[Page excerpt]
== == ==

Falsetto Voices in Defense of History

            

Likely no one would accuse President Theodore “Teddy” Roosevelt of either anti-American or racist behavior. To do so would wreak trauma among fans of the Teddy Bear.

However, it cannot be said that folks who may admire TR and create memorials to him are sensitive to images they may ascribe to him. A search of the internet reveals no factoid indicating that TR is the object of historical revisionism. Notwithstanding, however, the American Museum of Natural History in New York City determined that a TR statue on its front steps was composed of images that conveyed values inconsistent with the museum’s educational mission.

The museum has an international and national reputation for its exhibits, its commitment to history and to historical preservation. That reputation sustains its primary mission as an educational and cultural institution. Recently, officials of the museum concluded that the TR statuary should be removed, issuing this statement:

The statue has long been controversial because of the hierarchical composition that places one figure on horseback and the others walking alongside. Many of us find its depiction of the Native American and African figures and their placement in the monument racist…. We recognize that more work is needed to better understand not only the statue but our own history.

== == ==

[Data shown]
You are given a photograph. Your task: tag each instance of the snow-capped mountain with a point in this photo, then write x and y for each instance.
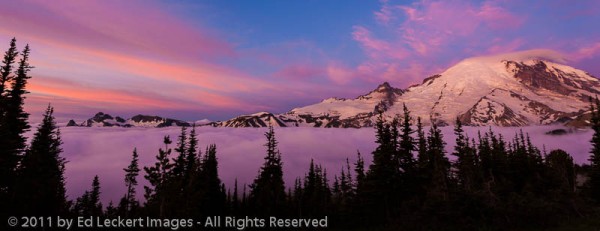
(516, 89)
(105, 120)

== == ==

[Written task]
Write the next part of the piece on the Theodore Roosevelt statue at the natural history museum, starting right after the museum's statement.

[Result of the task]
A gentle, genteel acknowledgement by the institution of its public responsibility as well as the necessity to be faithful to its mission reflecting a continuing process of evaluation and consideration of issues in a social context.  But … the Young Republican Club of NYC organized a demonstration at the museum to make its views known about history. In a Fox News interview, the club’s president said:

You’ll never be able to make a better future if you erase our past. And that’s something that happens in tyrannical regimes. I’ve never heard of a free society that wants to erase the past.

The club president waxed further to state that it’s about more than just Roosevelt’s statue, or any of the statues that have been taken down or defaced by riots and protesters. Perhaps carried by his own logic or the resonance of his voice or words, the young Republican offered a Shakespearean rebuke of Brutus’s “we come to bury Caesar, not to praise him”:

They’re trying to judge people, premodern people, by postmodern standards of morality and by that rate we’ll have no future because we’ll have to erase all of human history.  You have to look at the good people did. No one’s perfect. No one’s a saint. And you could find some flaws, especially in people from the past. But that should be no excuse to erase that, we need to learn from the past.

The term “premodern” as a criterion and contrast with “postmodern standards of morality” sounds like the ravings of a college freshman in a term paper on art. As usages in historical analysis, they are arguably juvenile and misplaced. These lyrics in falsetto produce mostly tinnitus to any within hearing range.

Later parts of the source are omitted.